### DIRECTIONS FOR THIS TASK
How many lines of the material below contain the string "window"? Case counts, so give only the number.

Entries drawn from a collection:
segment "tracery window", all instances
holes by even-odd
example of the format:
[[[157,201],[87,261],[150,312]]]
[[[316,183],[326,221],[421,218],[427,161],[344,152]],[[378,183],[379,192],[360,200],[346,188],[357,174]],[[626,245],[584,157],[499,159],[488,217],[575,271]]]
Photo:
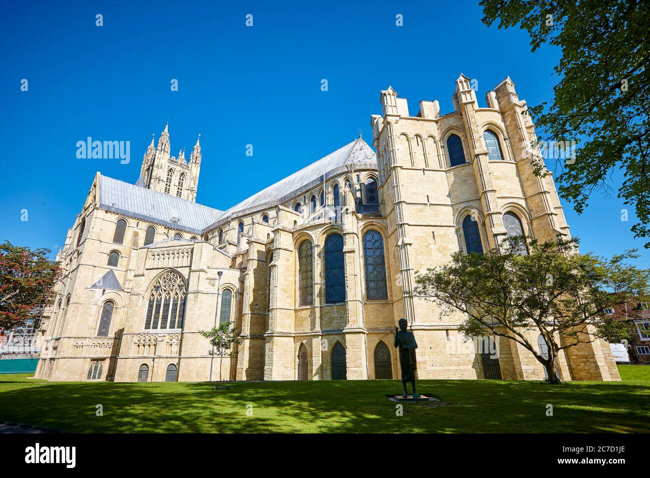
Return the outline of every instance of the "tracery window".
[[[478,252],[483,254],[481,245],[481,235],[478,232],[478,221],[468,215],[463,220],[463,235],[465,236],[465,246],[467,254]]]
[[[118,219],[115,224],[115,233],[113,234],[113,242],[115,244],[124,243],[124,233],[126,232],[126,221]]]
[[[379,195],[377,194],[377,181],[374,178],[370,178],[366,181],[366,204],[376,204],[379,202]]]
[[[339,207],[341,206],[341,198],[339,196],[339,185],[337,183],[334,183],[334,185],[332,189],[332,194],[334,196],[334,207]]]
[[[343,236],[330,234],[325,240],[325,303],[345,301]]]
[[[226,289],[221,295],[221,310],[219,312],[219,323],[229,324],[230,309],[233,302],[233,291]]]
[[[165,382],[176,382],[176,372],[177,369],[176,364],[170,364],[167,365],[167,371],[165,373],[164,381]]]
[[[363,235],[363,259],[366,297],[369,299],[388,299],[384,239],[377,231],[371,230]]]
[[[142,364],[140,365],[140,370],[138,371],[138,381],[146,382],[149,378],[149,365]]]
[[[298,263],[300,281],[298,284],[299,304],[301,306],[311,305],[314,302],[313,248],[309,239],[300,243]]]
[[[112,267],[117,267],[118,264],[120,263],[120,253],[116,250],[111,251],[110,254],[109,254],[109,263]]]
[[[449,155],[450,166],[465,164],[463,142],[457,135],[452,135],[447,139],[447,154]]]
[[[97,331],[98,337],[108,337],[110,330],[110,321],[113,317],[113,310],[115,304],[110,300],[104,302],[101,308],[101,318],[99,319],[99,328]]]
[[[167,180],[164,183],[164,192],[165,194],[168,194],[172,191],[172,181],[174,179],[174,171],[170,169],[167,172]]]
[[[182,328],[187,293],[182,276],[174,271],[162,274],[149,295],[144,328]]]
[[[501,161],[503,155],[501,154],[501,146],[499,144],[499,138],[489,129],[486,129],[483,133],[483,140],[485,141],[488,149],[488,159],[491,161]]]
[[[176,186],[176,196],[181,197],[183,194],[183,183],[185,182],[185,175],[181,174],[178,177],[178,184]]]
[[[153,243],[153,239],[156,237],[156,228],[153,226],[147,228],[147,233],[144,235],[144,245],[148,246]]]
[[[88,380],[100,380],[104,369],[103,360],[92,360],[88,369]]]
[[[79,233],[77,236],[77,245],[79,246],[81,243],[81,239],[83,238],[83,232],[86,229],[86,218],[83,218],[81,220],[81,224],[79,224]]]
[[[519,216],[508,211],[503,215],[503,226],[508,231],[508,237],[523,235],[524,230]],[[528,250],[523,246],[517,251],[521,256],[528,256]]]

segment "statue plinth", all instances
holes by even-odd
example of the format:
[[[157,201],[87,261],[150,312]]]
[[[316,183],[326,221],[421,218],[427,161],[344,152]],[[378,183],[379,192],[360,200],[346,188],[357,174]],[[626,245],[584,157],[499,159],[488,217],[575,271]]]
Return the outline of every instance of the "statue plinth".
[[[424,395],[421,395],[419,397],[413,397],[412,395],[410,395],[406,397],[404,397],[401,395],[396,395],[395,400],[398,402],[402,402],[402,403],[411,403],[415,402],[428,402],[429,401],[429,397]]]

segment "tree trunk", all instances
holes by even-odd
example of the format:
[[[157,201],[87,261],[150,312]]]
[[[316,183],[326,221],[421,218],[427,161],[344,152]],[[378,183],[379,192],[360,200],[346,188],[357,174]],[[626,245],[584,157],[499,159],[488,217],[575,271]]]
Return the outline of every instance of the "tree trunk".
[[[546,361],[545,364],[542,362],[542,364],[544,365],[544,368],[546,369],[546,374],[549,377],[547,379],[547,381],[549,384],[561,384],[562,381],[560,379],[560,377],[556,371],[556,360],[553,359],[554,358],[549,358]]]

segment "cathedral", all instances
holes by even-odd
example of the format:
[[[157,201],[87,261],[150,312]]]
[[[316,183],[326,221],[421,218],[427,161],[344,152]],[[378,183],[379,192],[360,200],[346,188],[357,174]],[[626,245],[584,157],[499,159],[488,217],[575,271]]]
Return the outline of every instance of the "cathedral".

### CORRECT ANSWER
2